◆ Exercise brief:
Your task is to repeat the records exactly from the line containing "the woman's hand" onward, through the final line.

Extracted material section start

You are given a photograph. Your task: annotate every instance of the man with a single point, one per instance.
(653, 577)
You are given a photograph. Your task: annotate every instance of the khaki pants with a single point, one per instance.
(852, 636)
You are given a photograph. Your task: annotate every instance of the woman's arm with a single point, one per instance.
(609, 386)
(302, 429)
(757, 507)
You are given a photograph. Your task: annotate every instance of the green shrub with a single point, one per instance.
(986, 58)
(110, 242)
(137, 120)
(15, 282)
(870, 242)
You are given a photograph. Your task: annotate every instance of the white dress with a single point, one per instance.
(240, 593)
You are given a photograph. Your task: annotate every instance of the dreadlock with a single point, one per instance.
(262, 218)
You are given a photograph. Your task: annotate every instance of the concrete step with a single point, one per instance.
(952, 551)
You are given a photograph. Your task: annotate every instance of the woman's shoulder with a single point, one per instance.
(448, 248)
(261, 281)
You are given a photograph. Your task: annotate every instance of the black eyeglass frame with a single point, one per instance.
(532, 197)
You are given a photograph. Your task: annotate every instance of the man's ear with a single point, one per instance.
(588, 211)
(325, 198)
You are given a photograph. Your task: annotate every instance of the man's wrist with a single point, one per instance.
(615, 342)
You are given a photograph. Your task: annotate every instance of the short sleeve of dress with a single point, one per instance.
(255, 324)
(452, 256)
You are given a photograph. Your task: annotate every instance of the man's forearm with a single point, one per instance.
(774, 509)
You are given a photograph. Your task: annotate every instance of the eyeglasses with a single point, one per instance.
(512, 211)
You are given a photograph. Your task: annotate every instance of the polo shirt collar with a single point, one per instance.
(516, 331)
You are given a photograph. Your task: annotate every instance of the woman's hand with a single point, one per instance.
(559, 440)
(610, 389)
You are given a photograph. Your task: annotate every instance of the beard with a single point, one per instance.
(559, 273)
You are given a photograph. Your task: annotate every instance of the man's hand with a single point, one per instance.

Extracted material section end

◆ Task solution:
You are given a photograph. Your task: annotate every instance of the woman's hand with a single point, one per instance.
(559, 440)
(610, 389)
You are given a photograph. Your task: annotate every instance of the beard with a single point, one per instance.
(559, 273)
You are given a photograph. Your task: annotate every instance of the man's hand with a single point, one per instance.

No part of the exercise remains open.